Point-per-instance localization data

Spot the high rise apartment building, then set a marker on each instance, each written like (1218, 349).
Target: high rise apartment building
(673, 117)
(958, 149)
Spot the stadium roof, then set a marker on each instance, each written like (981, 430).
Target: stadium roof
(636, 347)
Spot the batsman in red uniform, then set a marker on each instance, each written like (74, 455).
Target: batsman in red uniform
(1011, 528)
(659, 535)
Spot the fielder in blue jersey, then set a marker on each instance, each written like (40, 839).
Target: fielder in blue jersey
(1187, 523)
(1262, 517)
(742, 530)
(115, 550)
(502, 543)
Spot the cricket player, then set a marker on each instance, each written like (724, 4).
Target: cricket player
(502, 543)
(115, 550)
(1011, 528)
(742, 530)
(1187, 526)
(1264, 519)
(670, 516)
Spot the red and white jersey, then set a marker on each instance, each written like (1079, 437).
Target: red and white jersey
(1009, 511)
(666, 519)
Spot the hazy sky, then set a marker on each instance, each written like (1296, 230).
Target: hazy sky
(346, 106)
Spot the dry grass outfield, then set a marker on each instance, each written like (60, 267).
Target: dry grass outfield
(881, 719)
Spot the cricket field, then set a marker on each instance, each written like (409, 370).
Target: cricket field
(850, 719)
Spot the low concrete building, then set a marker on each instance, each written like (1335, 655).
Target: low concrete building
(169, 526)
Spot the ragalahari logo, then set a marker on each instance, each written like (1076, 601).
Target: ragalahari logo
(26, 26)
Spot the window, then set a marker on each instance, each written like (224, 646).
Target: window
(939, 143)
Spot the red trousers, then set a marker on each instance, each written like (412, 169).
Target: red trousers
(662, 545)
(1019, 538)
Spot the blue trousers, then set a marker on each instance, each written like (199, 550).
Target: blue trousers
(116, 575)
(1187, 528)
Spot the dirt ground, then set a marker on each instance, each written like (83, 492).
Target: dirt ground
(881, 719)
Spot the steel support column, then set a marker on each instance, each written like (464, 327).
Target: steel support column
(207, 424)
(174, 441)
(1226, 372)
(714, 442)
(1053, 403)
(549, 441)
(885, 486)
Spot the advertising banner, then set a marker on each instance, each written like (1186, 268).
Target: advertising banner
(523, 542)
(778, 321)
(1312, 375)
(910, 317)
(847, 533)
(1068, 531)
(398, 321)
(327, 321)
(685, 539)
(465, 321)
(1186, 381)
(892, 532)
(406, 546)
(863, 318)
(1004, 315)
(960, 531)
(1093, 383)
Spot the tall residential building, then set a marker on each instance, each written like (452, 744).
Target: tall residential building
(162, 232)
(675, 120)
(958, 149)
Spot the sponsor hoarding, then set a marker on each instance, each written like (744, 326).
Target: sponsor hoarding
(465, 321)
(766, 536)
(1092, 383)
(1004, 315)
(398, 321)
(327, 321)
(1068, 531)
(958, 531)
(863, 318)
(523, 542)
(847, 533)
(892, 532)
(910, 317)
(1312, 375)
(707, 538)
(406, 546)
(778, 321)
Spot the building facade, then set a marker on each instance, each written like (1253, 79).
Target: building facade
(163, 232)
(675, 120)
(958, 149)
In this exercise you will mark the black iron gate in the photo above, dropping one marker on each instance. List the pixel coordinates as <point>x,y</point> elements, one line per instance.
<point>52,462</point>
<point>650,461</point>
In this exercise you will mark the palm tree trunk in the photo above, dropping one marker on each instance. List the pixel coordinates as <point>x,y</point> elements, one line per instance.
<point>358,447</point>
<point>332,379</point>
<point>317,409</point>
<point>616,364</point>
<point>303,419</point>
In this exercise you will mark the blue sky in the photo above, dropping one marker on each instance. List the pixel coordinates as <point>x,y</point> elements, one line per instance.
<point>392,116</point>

## WORK TO BE COMPLETED:
Make an exact copy of all the lines above.

## ANSWER SECTION:
Spot the high rise apartment building, then set a marker on each instance, each written like (1218, 349).
Target: high rise apartment building
(673, 117)
(958, 149)
Spot the stadium roof, then set a marker on each instance, each written like (981, 430).
Target: stadium roof
(636, 347)
Spot the batsman in red uniform, then set a marker on each instance, each written like (74, 455).
Target: batsman in red uniform
(1011, 528)
(659, 535)
Spot the fielder in blue jersey, then set a marker on each instance, each written like (40, 839).
Target: fielder in blue jersey
(1187, 523)
(1262, 517)
(742, 530)
(115, 550)
(502, 543)
Spot the cricket player, then set a marker on each instance, each written like (724, 4).
Target: cricket player
(502, 543)
(115, 550)
(1011, 528)
(742, 530)
(1187, 526)
(1264, 519)
(670, 516)
Spot the red and white jersey, then set a marker on each instance, each written like (1079, 437).
Target: red and white jersey
(1009, 511)
(666, 519)
Spot the hazy sky, then set a marker on each instance, each written like (1296, 230).
Target: hazy sky
(346, 106)
Spot the dry grass outfield, then set a marker on each instance, each written like (60, 267).
Target: dry grass outfield
(881, 719)
Spot the cricket field, then set a marker on each instance, each written like (409, 370).
Target: cricket field
(850, 719)
Spot the low concrete building, then set a marker on each instance, each written like (1335, 655).
Target: low concrete building
(169, 526)
Spot the ragalahari logo, then set a marker on each instance, each written like (1076, 601).
Target: ragalahari logo
(26, 26)
Spot the window, then set a marker on each instance, each written like (224, 646).
Target: window
(939, 143)
Spot the red trousers, then set a marker on each instance, each written like (412, 169).
Target: red trousers
(662, 545)
(1019, 538)
Spot the blue trousers, then set a marker on each instance, each written like (199, 550).
Target: blue trousers
(116, 575)
(1187, 528)
Spot the dirt ground, then set a marker on each instance, each written like (83, 492).
Target: dirt ground
(881, 719)
Spot the steel support column, then set a marker on each instance, each written like (464, 327).
Target: steel support column
(207, 424)
(174, 441)
(1226, 372)
(714, 442)
(1053, 403)
(549, 441)
(885, 486)
Spot the advertising banner, then set a marker on each instance, each written like (1186, 268).
Target: advertising banner
(523, 542)
(778, 321)
(1312, 375)
(910, 317)
(847, 533)
(1068, 531)
(398, 321)
(327, 321)
(685, 539)
(465, 321)
(1186, 381)
(892, 532)
(406, 546)
(863, 318)
(1004, 315)
(960, 531)
(1093, 383)
Spot the tall residential building, then set a marker on each instance, each written like (452, 744).
Target: tall residential building
(162, 232)
(675, 120)
(958, 149)
Spot the sponsor hoarding, then set a marker on each instance, each written like (744, 326).
Target: sponsor hoarding
(465, 321)
(766, 536)
(1092, 383)
(1004, 315)
(398, 321)
(327, 321)
(1068, 531)
(958, 531)
(863, 318)
(523, 542)
(847, 533)
(892, 532)
(910, 317)
(1312, 375)
(707, 538)
(406, 546)
(778, 321)
Spot the building facade, then set a marker on each instance, each written like (1253, 79).
Target: building facade
(163, 232)
(675, 120)
(958, 149)
In this exercise you will mark the black iron gate in the photo above, dropping one marker on each instance. List the pixel coordinates as <point>x,y</point> elements, one line per instance.
<point>52,462</point>
<point>650,461</point>
In this exercise you will mark the palm tree trunk in the photo above, dropping one marker on each instance. List the pixel coordinates as <point>x,y</point> elements, one line per instance.
<point>358,447</point>
<point>332,379</point>
<point>317,409</point>
<point>616,364</point>
<point>303,419</point>
In this exercise you will mark the blue sky in the photo above, dropping one marker on each instance. List the pixel coordinates as <point>x,y</point> elements, one line per instance.
<point>392,116</point>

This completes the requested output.